─── TEXT EXTRACT ───

On 12/04/22 12:35, Vincent Guittot wrote:
> On Sat, 3 Dec 2022 at 15:33, Qais Yousef <qyousef@layalina.io> wrote:
> >
> > On 12/02/22 15:57, Vincent Guittot wrote:
> >
> > > > diff --git a/kernel/sched/fair.c b/kernel/sched/fair.c
> > > > index 7c0dd57e562a..4bbbca85134b 100644
> > > > --- a/kernel/sched/fair.c
> > > > +++ b/kernel/sched/fair.c
> > > > @@ -8856,23 +8856,20 @@ static void update_cpu_capacity(struct sched_domain *sd, int cpu)
> > > >          *   * Thermal pressure will impact all cpus in this perf domain
> > > >          *     equally.
> > > >          */
> > > > -       if (sched_energy_enabled()) {
> > > > +       if (static_branch_unlikely(&sched_asym_cpucapacity)) {
> > > >                 unsigned long inv_cap = capacity_orig - thermal_load_avg(rq);
> > > > -               struct perf_domain *pd = rcu_dereference(rq->rd->pd);
> > > > +               struct cpufreq_policy *policy, __maybe_unused *policy_n;
> > > >
> > > >                 rq->cpu_capacity_inverted = 0;
> > > >
> > > > -               SCHED_WARN_ON(!rcu_read_lock_held());
> > > > -
> > > > -               for (; pd; pd = pd->next) {
> > > > -                       struct cpumask *pd_span = perf_domain_span(pd);
> > > > +               for_each_active_policy_safe(policy, policy_n) {
> > >
> > > So you are looping all cpufreq policy (and before the perf domain) in
> > > the period load balance. That' really not something we should or want
> > > to do
> >
> > Why is it not acceptable in the period load balance but acceptable in the hot
> > wake up path in feec()? What's the difference?
> 
> This patch loops on all cpufreq policy in sched softirq, how can this
> be sane ? and not only in eas mode but also in the default asymmetric

Hmm I'm still puzzled. Why it's not sane to do it here but it's okay to do it
in the wake up path in feec()?

AFAICT the number of cpufreq policies and perf domains have 1:1 mapping. In
feec() we not only loop perf domains, but we go through each cpu of each domain
to find max_spare_cap then compute_energy(). Which is more intensive.

In worst case scenario where there's a perf domain for each cpu, then we'll
loop through every CPU *and* compute energy its energy cost in the wake up
path.

Why it's deemed acceptable in wake up path which is more critical AFAIU but not
period load balance which is expected to do more work? What am I missing?

> performance  one.
> 
> This inverted detection doesn't look like the right way to fix your
> problem IMO. That being said, i agree that I haven't made any other
> proposal apart that I think that you should use a different rules for
> task and for overutilized and part of your problem comes from this.

We discussed this before; I need to revisit the thread but I can't see how
overutilized different than task will fix the issue. They should be unified by
design.

I'm all ears if there's a simpler way to address the problem :-)

The problem is that thermal pressure on big cpu is not important from
uclamp perspective until it is in inversion state. It is quite common to have
a system where the medium capacity is in 500 range. If the big is under thermal
pressure that it drops to 800, then it is still a fitting CPU from uclamp
perspective. Keep in mind uclamp_min is useful for tasks whose utilization is
small So we need to be selective when thermal pressure is actually helping out
or just creating unnecessary problems.

───

Summarize the kernel scheduler discussion above in three sentences.

─── MATERIAL SUPPLIED ───

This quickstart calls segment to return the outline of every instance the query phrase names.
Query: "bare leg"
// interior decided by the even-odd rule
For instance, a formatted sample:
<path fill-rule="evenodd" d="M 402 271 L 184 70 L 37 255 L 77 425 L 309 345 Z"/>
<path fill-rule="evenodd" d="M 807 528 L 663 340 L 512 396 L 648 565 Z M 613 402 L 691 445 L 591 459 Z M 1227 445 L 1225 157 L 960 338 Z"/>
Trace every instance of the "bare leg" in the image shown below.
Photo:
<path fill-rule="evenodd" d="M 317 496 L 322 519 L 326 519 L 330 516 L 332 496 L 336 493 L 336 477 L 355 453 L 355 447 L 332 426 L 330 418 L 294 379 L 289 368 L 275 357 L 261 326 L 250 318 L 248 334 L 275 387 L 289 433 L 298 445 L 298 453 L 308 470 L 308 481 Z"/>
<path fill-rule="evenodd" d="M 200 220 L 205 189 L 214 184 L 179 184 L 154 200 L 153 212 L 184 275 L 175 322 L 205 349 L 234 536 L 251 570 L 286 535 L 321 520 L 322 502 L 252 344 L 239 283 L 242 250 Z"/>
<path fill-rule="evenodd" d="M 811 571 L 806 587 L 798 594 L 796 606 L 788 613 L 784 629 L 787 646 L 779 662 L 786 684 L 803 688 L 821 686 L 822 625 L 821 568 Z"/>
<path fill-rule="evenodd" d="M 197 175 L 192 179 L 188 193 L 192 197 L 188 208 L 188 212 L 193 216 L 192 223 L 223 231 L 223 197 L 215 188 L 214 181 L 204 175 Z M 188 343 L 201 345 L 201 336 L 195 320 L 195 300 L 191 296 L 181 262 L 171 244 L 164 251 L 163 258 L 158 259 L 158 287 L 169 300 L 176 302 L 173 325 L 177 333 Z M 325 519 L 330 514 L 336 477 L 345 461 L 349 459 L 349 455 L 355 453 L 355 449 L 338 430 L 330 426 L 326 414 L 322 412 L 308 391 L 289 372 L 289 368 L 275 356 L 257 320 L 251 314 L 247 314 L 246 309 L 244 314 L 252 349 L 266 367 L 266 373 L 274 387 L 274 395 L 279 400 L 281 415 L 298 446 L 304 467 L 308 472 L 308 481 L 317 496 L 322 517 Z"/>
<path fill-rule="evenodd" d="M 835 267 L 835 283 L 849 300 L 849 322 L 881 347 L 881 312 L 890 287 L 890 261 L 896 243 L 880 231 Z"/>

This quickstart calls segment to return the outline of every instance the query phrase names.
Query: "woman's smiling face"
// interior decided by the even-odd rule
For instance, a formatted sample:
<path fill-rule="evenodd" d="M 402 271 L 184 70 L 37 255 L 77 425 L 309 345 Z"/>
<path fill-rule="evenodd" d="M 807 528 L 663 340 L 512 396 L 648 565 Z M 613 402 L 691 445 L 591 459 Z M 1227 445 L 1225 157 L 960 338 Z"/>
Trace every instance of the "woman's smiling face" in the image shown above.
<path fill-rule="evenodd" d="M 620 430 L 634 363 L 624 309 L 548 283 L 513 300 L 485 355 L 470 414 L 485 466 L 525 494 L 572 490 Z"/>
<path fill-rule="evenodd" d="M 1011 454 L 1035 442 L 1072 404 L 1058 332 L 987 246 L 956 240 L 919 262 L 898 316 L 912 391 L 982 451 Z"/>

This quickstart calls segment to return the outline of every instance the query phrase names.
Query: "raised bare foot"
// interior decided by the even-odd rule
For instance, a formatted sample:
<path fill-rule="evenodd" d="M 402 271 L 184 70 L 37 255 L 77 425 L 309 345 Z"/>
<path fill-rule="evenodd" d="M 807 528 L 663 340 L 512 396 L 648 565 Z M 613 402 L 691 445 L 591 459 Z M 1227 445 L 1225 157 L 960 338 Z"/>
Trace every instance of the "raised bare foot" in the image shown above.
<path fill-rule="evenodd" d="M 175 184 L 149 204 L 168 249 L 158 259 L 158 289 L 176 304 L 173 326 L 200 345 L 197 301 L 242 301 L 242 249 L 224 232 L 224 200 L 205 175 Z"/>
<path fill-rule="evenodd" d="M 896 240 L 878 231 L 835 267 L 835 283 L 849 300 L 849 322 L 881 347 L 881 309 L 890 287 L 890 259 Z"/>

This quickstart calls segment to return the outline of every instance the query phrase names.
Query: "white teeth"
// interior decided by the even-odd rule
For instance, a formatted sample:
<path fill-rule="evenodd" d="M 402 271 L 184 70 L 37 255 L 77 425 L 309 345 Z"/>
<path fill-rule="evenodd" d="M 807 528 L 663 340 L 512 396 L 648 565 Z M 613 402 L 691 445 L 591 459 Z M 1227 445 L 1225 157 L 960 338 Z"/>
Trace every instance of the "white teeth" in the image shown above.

───

RESULT OF THE EXERCISE: Vincent Guittot objects that the patch loops over every cpufreq policy during periodic load balancing in the sched softirq, and he says the inverted detection does not look like the right way to fix the problem. Qais Yousef asks why this is unacceptable when feec() in the wake-up path already loops over perf domains and goes through each CPU to compute energy, which he considers more intensive. Qais also argues that overutilized and task rules should be unified by design, and he explains that thermal pressure on a big CPU matters from the uclamp perspective only once it reaches an inversion state.